╔══

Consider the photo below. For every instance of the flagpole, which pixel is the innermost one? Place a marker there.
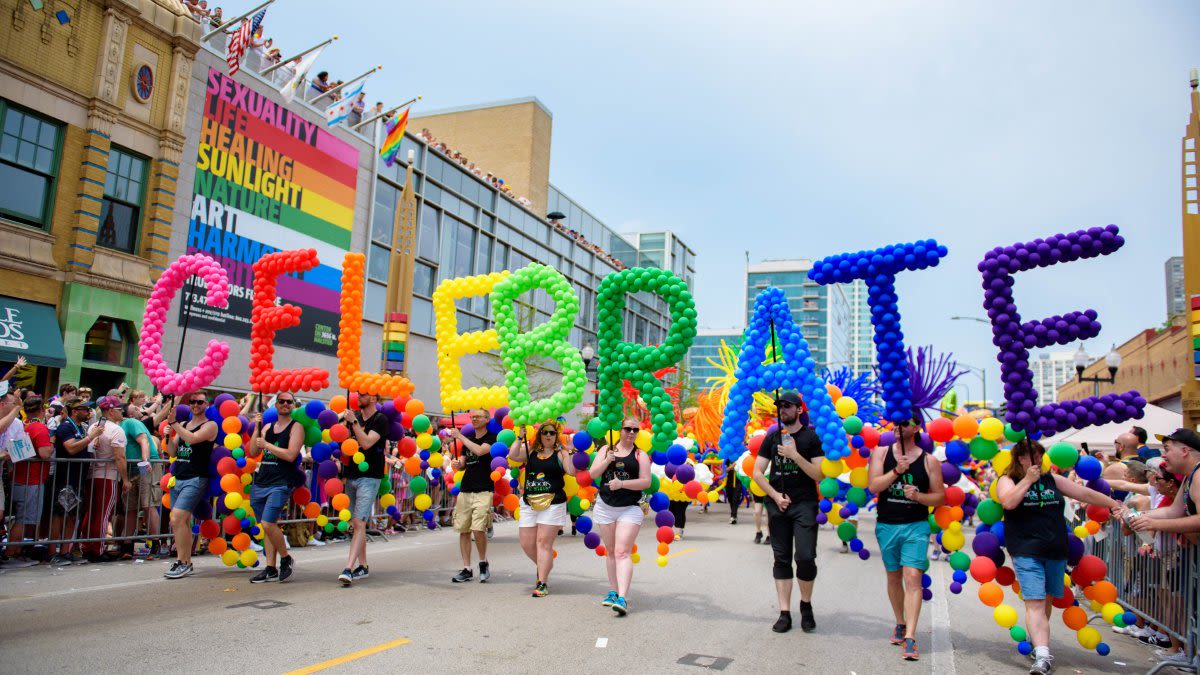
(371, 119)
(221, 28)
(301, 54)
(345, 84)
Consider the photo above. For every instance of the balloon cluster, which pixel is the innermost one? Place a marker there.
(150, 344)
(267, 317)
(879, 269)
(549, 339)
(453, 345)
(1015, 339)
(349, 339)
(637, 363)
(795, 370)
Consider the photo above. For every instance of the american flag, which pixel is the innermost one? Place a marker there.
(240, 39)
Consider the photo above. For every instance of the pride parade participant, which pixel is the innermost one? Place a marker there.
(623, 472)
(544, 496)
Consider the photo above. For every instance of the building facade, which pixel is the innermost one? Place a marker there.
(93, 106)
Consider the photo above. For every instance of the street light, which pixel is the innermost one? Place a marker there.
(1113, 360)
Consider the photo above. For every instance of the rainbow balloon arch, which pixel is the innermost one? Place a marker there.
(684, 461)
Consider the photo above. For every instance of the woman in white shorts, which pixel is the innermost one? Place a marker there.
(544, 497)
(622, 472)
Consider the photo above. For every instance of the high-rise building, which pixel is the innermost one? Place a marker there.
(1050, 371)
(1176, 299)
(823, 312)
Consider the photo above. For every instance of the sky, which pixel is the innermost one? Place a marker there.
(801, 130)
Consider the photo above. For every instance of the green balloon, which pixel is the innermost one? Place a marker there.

╚══
╔══

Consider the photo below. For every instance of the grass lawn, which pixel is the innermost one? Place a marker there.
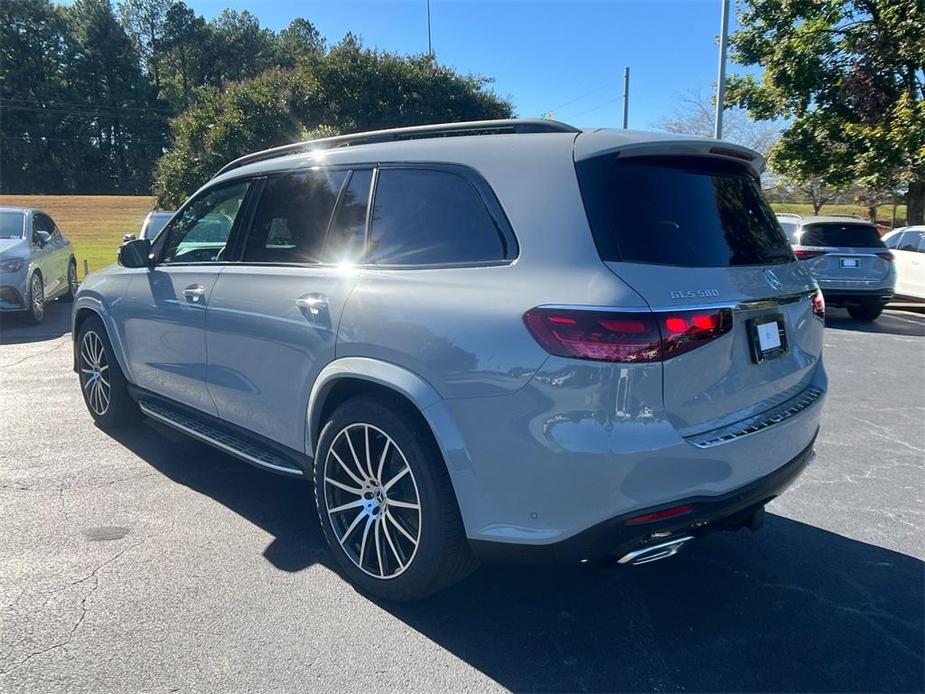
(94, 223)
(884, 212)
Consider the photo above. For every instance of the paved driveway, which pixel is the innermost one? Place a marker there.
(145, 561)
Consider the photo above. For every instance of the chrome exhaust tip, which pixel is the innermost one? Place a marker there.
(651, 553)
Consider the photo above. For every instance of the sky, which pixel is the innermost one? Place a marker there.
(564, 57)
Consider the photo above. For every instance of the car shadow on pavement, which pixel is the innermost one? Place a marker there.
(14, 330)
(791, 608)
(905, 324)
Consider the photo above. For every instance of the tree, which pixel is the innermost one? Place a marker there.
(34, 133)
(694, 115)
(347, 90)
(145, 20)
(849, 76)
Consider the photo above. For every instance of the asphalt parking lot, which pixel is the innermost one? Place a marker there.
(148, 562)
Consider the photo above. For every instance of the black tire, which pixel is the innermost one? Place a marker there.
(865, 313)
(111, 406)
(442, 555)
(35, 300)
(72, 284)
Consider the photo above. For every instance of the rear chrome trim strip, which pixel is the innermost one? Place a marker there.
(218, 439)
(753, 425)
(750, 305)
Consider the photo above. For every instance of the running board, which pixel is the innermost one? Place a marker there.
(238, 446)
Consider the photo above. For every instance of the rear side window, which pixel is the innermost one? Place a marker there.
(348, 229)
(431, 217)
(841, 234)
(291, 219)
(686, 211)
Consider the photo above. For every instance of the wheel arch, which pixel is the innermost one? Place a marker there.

╚══

- Action item
Copy back the listing above exactly, but only from the line with "Consider the photo above. For every instance of the balloon" through the line with "Consider the photo above. For every instance of the green", both ends included.

- Exercise output
Consider the photo above. For every instance of the balloon cluster, which pixel is the innermost one? Place a marker there.
(150, 344)
(267, 317)
(879, 269)
(549, 339)
(453, 345)
(1015, 339)
(349, 339)
(637, 363)
(795, 370)
Consider the photo above. For every instance of the american flag, which pixel is the innermost one? Place a marker there.
(240, 39)
Consider the photo above. For every instance of the pride parade participant, which pixel is the innermost one? Place a marker there.
(623, 472)
(544, 496)
Consider the photo above. For every instance of the building facade, which pixel is the innermost one? Place a marker there.
(93, 106)
Consider the photo above. For every instance of the street light, which pixel is the innermost one? Place a marker there.
(1113, 360)
Consider the photo above. For every instance of the rainbow balloon arch, which pixel is the innermost one? Place a marker there.
(684, 461)
Consider the photo above. For every instance of the woman in white shorts, which pixel is the innermost one? Place a marker there.
(544, 497)
(622, 472)
Consider the photo above. For every instance of the high-rise building, which pixel is the innermost one? Place a marker there.
(1050, 371)
(1176, 299)
(823, 312)
Consider the photo above. For every instance of the sky, which pixel is the innermost one? Place a marker there.
(801, 130)
Consider the photo above. For every instance of the green balloon, which pixel is the innermost one? Place a marker there.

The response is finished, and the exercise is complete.